## Begin SOURCE DATA
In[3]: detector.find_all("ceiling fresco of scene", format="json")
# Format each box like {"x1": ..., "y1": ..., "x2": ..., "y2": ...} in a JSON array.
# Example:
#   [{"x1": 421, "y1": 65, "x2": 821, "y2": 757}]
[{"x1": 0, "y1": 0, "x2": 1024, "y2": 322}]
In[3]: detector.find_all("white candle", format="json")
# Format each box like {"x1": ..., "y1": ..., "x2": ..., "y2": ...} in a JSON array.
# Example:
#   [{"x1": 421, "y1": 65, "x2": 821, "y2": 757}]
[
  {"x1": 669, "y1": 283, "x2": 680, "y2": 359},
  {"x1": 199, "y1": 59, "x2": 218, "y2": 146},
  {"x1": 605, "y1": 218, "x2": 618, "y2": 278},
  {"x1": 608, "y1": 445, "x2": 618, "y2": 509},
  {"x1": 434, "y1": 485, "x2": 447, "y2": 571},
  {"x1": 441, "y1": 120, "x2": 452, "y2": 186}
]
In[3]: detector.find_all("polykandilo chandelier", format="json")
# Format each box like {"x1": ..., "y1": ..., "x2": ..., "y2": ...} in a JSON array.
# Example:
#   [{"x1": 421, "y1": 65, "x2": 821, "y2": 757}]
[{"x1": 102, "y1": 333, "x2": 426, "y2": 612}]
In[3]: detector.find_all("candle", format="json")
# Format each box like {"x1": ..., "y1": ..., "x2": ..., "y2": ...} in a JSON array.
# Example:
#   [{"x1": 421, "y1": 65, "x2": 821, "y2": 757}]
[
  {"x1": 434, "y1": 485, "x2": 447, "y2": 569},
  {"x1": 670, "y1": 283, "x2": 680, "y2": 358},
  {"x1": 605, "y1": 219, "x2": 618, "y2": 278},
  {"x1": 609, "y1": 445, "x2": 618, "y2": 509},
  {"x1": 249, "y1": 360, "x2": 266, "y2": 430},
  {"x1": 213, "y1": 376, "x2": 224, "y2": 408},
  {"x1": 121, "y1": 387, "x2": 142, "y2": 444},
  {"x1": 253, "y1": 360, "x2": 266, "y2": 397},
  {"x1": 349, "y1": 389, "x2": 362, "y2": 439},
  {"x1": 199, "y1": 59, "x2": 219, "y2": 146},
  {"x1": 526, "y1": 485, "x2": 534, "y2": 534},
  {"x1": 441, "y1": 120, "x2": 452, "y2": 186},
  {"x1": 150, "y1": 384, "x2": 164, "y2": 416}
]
## End SOURCE DATA
> **GIVEN TASK**
Arrange every line of the material above as a Markdown table with the columns Row and Text, numbering the rows in order. Leave out any blank lines.

> **FINAL ANSWER**
| Row | Text |
|---|---|
| 1 | In[3]: detector.find_all("ceiling fresco of scene", format="json") |
| 2 | # Format each box like {"x1": ..., "y1": ..., "x2": ..., "y2": ...} in a JSON array. |
| 3 | # Example: |
| 4 | #   [{"x1": 421, "y1": 65, "x2": 821, "y2": 757}] |
| 5 | [{"x1": 0, "y1": 0, "x2": 1024, "y2": 322}] |
| 6 | In[3]: detector.find_all("white candle", format="json") |
| 7 | # Format each box like {"x1": ..., "y1": ..., "x2": ..., "y2": ...} in a JSON array. |
| 8 | # Example: |
| 9 | #   [{"x1": 421, "y1": 65, "x2": 821, "y2": 757}] |
| 10 | [ |
| 11 |   {"x1": 669, "y1": 283, "x2": 680, "y2": 359}, |
| 12 |   {"x1": 199, "y1": 59, "x2": 218, "y2": 146}, |
| 13 |   {"x1": 605, "y1": 218, "x2": 618, "y2": 278}, |
| 14 |   {"x1": 608, "y1": 445, "x2": 618, "y2": 509}, |
| 15 |   {"x1": 434, "y1": 485, "x2": 447, "y2": 571}, |
| 16 |   {"x1": 441, "y1": 120, "x2": 452, "y2": 186} |
| 17 | ] |
| 18 | In[3]: detector.find_all("polykandilo chandelier", format="json") |
| 19 | # Format each box like {"x1": ..., "y1": ..., "x2": ..., "y2": ...} in a JSON array. |
| 20 | # Example: |
| 21 | #   [{"x1": 421, "y1": 65, "x2": 821, "y2": 757}] |
| 22 | [{"x1": 102, "y1": 333, "x2": 426, "y2": 612}] |
| 23 | In[3]: detector.find_all("candle", format="json") |
| 24 | # Format each box like {"x1": ..., "y1": ..., "x2": ..., "y2": ...} in a JSON array. |
| 25 | # Example: |
| 26 | #   [{"x1": 421, "y1": 65, "x2": 821, "y2": 757}] |
| 27 | [ |
| 28 |   {"x1": 434, "y1": 485, "x2": 447, "y2": 569}, |
| 29 |   {"x1": 670, "y1": 283, "x2": 680, "y2": 358}, |
| 30 |   {"x1": 605, "y1": 219, "x2": 618, "y2": 278}, |
| 31 |   {"x1": 609, "y1": 445, "x2": 618, "y2": 509}, |
| 32 |   {"x1": 249, "y1": 360, "x2": 266, "y2": 430}, |
| 33 |   {"x1": 213, "y1": 376, "x2": 224, "y2": 408}, |
| 34 |   {"x1": 121, "y1": 387, "x2": 142, "y2": 444}, |
| 35 |   {"x1": 253, "y1": 360, "x2": 266, "y2": 397}, |
| 36 |   {"x1": 349, "y1": 389, "x2": 362, "y2": 439}, |
| 37 |   {"x1": 199, "y1": 59, "x2": 219, "y2": 146}, |
| 38 |   {"x1": 526, "y1": 485, "x2": 534, "y2": 534}, |
| 39 |   {"x1": 441, "y1": 120, "x2": 452, "y2": 186}, |
| 40 |   {"x1": 150, "y1": 384, "x2": 164, "y2": 416} |
| 41 | ] |